Input Performance

Input Performance Models

• Create a model of how people use input devices and interfaces to predict time, error, fatigue, learning etc.
  • The goal is to be able to evaluate different designs before building them

Keystroke Level Model (KLM)

• Describe each task with a sequence of operators
• Sum up times to estimate how long the task takes

Operator types

K - Keystroke = 0.08 - 1.2s

P - Pointing = 1.10s

B - Button press on mouse = 0.1s

H - Hand move from mouse to/from keyboard = 0.4s

M - Mental preparation = 1.2s

• KLM is simplified GOMS, so sometimes called KLM-GOMS
• Can be used to compare the performance time of different UI components

KML with Mental Operators (M)

• People need to think about something before doing it
  • Identify when people have to stop and think M
  • Difference between actions using cognitive conscious and cognitive unconscious
• Insert M when people have to
  • Initiate task
  • Make a strategy decision
  • Retrieve a chunk from memory
  • Find something on the display
  • Think of a task parameter
  • Verify that a specification/action is correct
• Add M in front of any action if the user is novice (vs. expert)

Drawbacks

• Sometime estimates are out of date
• Some time estimates are inherently variable
• Doesn't model errors, learning time etc.
• Doesn't model pointing very well
  • Some device are faster than the others

Fitts' Law

• Published in 1954
• A predictive model for priting time considering device, distance and target size
• Based on rapid, aimed movements
• Works for many kinds of pointing devices
  • Finger, pen, mouse, joystick etc.

• By Paul Fitts

  • Psychologist at Ohio State University
  • Early advocate of user-centered design

• Larger distance => longer time

• Smaller sized target => longer time

$MT\propto \frac{D}{S}$

$MT=a+b\log_2 (\frac{D}{W}+1)$

• This is Fitts' law

MT - movement time

D - distance between the starting point of the center of the target

W - constraining size of the target

a, b - characterstics of the input device

IP (Index of Performance)

Can be characterized by $1/b$

ID (Index of difficulty)

$\log_2 (\frac{D}{W}+1)$

For 2D targets

• To determine the "W" in Fitts' Law, we take the minimum of W and H

$MT=a+b\log_2(\frac{D}{\min(W, H)}+1)$

Context vs. Pie Menus

• Context menu lowers D, but some items are closer than others
• Pie menus give all items same D

Motor Space vs. Screen Space

• Dynamically change CD Gain based on position of cursor

  • Make the cursor move slowly when over the button
  • This makes the button larger in motor space while remaining the same in screen space

• The OSX dock expands in visual space but not motor space

  • Selecting an item on the expanded dock is no easier than the default dock according to Fitts' law

Steering Law

• An adaptation of Fitts' Law
• Developed by Zhai and Acott

• Choose a paradigm which focuses on steering between boundaries

• Subjects passed a stylus from one end to the other

  • As fast as possible
  • Between each goal
  • Several trials with different amplitudes (A) and widths (W)
• Same law as Fitts' tapping task

Only one goal

$ID_1=\log_2(\frac{A}{W}+1)$

With N goals

$ID_N=\log_2(\frac{A}{N\times W}+1)$

[Written problem a] Please rewrite the records from their start up to and including the line with "[250, 487, 272, 497]", changing "Example output" to "Sample output" wherever it occurs and leaving everything else as it is.

[Stored records]

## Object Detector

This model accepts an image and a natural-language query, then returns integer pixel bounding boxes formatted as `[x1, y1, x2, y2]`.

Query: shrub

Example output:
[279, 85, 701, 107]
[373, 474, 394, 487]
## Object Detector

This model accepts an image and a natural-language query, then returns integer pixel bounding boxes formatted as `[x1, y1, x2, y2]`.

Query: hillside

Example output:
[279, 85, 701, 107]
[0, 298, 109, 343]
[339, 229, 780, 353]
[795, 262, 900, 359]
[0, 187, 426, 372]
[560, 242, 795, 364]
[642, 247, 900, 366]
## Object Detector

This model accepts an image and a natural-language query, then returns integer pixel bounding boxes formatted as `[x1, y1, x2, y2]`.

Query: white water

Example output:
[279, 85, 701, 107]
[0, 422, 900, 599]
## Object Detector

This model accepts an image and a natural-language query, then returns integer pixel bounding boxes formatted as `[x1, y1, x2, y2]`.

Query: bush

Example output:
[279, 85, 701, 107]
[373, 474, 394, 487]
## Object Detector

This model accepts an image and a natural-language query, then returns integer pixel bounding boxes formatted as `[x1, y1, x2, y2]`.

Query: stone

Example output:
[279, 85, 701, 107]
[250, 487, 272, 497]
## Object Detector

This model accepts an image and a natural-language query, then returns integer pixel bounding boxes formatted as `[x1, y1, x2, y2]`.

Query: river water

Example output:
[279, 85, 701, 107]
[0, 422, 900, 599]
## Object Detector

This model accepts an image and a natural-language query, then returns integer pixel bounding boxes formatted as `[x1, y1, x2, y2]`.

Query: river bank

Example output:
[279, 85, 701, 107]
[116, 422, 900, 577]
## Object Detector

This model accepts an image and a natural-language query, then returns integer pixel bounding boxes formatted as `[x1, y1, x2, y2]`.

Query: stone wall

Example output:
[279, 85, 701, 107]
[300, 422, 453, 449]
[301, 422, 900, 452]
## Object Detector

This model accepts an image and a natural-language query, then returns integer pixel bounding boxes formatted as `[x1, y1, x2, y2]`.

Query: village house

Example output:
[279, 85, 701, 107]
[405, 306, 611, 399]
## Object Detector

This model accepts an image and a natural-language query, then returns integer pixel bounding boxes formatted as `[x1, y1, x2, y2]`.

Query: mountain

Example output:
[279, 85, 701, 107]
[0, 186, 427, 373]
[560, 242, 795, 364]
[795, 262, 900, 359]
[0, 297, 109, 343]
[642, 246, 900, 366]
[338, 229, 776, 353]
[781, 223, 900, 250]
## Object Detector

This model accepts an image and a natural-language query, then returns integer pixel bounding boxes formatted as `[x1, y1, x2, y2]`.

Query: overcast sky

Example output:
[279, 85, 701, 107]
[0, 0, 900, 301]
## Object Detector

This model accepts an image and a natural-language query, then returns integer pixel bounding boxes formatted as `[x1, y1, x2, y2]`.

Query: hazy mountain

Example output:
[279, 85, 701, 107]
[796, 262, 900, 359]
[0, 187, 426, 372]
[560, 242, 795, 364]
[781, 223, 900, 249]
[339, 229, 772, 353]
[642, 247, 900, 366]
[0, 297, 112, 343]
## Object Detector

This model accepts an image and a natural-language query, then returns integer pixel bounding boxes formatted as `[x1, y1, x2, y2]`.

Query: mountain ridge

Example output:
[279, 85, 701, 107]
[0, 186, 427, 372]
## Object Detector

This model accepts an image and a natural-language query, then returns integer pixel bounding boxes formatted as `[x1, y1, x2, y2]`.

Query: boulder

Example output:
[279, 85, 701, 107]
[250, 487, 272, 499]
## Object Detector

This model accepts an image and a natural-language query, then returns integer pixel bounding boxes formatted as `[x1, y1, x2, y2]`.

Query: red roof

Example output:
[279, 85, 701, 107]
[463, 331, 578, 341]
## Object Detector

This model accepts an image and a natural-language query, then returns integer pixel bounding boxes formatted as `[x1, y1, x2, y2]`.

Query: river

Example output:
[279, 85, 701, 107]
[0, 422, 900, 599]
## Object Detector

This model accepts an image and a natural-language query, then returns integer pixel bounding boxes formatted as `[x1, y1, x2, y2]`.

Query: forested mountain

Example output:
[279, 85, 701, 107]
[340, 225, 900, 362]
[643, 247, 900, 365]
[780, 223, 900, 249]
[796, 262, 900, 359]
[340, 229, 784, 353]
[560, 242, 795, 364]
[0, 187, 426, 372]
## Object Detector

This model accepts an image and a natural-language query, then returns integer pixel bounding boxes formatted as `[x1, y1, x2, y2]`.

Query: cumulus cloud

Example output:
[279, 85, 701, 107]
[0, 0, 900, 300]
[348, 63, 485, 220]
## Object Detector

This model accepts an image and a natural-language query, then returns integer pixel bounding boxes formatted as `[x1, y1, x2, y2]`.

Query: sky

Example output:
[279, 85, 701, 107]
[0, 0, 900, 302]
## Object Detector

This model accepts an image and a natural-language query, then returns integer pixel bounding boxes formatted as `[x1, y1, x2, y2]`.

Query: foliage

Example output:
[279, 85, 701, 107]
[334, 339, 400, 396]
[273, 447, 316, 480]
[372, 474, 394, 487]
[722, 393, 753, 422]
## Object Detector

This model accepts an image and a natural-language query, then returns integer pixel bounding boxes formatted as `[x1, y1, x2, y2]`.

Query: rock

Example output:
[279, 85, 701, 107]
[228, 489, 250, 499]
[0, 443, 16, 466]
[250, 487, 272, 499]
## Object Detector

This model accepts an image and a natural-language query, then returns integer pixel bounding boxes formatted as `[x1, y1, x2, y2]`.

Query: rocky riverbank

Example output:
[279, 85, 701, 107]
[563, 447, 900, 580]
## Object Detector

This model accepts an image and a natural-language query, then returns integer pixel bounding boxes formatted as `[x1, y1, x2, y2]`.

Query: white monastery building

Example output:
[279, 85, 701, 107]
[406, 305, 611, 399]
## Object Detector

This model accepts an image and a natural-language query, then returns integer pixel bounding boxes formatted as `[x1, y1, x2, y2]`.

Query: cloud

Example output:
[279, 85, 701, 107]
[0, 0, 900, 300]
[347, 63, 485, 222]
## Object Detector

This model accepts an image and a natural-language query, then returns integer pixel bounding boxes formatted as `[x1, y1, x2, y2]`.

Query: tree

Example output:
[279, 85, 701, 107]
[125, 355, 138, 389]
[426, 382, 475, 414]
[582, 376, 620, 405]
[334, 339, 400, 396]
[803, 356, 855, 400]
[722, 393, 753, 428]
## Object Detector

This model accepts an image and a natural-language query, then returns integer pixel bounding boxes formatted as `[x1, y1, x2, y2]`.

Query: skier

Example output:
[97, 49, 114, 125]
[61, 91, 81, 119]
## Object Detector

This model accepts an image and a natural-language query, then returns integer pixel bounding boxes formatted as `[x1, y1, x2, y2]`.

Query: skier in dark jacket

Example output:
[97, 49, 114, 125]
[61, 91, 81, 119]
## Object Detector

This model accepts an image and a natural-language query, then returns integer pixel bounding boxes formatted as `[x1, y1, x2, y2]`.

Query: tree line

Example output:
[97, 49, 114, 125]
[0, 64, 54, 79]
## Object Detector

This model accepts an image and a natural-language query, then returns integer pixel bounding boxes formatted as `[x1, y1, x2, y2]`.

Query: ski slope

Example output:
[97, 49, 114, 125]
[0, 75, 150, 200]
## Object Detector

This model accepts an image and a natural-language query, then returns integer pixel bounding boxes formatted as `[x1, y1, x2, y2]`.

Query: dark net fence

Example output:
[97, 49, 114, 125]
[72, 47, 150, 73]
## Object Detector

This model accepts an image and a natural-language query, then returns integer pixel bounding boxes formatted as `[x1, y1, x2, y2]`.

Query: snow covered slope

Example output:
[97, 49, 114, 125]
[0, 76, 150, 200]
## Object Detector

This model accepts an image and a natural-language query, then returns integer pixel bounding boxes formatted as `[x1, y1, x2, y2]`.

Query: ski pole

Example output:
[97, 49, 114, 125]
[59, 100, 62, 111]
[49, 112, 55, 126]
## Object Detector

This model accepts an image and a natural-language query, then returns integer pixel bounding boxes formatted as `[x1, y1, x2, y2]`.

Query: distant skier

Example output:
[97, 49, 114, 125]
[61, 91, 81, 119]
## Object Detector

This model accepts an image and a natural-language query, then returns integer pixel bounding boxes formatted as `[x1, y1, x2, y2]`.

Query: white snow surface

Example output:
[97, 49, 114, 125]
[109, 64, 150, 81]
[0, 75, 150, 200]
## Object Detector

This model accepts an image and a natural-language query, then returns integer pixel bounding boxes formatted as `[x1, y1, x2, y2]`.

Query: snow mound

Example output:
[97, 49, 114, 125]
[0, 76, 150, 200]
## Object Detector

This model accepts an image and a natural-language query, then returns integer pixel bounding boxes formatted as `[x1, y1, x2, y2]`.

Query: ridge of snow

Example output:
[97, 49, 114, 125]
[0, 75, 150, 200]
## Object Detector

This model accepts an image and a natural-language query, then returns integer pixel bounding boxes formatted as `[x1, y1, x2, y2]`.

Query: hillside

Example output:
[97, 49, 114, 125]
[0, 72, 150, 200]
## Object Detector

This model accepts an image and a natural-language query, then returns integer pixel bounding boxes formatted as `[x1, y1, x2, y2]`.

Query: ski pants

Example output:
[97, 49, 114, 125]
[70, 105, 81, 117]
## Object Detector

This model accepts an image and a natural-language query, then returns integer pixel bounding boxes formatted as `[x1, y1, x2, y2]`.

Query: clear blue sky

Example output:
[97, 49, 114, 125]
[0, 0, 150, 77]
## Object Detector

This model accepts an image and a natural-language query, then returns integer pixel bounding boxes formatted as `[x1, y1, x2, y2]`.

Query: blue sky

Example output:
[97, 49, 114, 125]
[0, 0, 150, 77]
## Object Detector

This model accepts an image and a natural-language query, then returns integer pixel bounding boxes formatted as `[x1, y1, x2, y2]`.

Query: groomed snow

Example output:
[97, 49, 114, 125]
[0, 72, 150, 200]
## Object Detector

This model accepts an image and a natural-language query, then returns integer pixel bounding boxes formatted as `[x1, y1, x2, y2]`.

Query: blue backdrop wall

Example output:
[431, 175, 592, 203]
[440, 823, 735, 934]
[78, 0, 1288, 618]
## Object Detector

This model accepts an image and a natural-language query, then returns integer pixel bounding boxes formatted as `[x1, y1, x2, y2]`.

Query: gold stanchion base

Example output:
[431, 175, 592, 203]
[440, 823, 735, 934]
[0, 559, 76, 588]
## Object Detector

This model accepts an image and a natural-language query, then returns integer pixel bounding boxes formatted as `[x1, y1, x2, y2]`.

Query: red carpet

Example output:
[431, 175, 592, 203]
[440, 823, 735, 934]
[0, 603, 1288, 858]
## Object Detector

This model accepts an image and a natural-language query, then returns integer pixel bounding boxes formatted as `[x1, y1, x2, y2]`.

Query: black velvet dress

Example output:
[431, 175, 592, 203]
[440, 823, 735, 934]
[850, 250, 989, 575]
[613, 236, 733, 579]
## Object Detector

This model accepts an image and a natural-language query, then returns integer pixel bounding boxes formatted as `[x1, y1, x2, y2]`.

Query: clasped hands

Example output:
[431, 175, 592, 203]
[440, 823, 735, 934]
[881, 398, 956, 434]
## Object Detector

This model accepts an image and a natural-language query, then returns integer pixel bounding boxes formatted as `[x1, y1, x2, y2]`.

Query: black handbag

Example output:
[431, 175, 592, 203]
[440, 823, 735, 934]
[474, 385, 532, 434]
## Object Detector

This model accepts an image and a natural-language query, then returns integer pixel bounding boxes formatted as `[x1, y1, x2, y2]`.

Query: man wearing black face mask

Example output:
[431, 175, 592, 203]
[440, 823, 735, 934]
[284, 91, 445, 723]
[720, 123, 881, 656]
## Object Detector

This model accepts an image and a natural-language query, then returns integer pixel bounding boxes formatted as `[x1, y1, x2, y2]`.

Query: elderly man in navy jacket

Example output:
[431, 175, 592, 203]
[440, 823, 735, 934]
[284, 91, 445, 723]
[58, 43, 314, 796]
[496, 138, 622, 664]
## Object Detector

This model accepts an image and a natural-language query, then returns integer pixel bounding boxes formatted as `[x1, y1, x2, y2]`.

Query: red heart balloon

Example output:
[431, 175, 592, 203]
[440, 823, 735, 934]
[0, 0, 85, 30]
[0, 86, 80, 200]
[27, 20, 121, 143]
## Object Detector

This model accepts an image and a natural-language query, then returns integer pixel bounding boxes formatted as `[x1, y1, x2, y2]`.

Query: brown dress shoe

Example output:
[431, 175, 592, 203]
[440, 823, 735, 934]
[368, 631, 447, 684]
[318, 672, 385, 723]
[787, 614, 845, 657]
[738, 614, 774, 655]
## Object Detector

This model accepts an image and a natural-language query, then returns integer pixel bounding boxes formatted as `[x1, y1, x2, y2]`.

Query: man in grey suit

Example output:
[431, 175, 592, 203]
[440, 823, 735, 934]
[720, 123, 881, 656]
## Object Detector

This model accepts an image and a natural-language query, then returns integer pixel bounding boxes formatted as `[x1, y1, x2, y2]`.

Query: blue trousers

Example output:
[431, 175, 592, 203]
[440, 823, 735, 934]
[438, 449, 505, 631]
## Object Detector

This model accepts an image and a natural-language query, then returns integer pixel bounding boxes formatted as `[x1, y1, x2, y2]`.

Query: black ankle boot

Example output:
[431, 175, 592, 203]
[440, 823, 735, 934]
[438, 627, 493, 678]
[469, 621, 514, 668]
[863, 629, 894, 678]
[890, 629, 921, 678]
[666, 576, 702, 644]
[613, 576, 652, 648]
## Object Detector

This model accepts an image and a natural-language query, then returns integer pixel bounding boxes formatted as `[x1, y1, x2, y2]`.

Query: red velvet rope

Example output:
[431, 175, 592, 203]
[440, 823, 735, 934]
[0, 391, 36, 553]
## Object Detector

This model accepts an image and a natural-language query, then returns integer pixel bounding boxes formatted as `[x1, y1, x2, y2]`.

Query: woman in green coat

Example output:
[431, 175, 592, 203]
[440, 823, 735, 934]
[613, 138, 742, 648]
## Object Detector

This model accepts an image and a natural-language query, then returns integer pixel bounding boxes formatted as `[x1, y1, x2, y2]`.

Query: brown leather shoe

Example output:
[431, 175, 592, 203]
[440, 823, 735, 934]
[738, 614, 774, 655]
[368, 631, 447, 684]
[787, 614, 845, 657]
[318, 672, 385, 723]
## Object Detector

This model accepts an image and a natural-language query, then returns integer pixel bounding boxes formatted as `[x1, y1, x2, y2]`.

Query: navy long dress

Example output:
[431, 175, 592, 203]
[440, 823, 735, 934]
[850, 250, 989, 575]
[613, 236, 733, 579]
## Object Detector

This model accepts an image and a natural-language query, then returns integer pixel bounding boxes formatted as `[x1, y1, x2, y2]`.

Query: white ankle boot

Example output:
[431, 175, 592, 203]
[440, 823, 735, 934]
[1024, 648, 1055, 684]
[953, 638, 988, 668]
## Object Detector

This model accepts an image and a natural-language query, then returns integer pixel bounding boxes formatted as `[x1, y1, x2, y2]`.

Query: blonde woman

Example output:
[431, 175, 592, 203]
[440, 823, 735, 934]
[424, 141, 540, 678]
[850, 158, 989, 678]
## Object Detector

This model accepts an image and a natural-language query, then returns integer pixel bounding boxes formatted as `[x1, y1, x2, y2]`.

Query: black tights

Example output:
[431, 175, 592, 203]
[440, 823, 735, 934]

[Written problem b] Do these statements agree with the input performance notes? Answer yes or no for each and quote the words that decide it. (i) In the Keystroke Level Model, pointing takes 1.10 seconds. (ii) Fitts' Law was published in 1964. (iii) Pie menus give every item the same distance.

[Result a]
## Object Detector

This model accepts an image and a natural-language query, then returns integer pixel bounding boxes formatted as `[x1, y1, x2, y2]`.

Query: shrub

Sample output:
[279, 85, 701, 107]
[373, 474, 394, 487]
## Object Detector

This model accepts an image and a natural-language query, then returns integer pixel bounding boxes formatted as `[x1, y1, x2, y2]`.

Query: hillside

Sample output:
[279, 85, 701, 107]
[0, 298, 109, 343]
[339, 229, 780, 353]
[795, 262, 900, 359]
[0, 187, 426, 372]
[560, 242, 795, 364]
[642, 247, 900, 366]
## Object Detector

This model accepts an image and a natural-language query, then returns integer pixel bounding boxes formatted as `[x1, y1, x2, y2]`.

Query: white water

Sample output:
[279, 85, 701, 107]
[0, 422, 900, 599]
## Object Detector

This model accepts an image and a natural-language query, then returns integer pixel bounding boxes formatted as `[x1, y1, x2, y2]`.

Query: bush

Sample output:
[279, 85, 701, 107]
[373, 474, 394, 487]
## Object Detector

This model accepts an image and a natural-language query, then returns integer pixel bounding boxes formatted as `[x1, y1, x2, y2]`.

Query: stone

Sample output:
[279, 85, 701, 107]
[250, 487, 272, 497]

[Result b]
(i) Yes: "P - Pointing = 1.10s"
(ii) No: "Published in 1954"
(iii) Yes: "Pie menus give all items same D"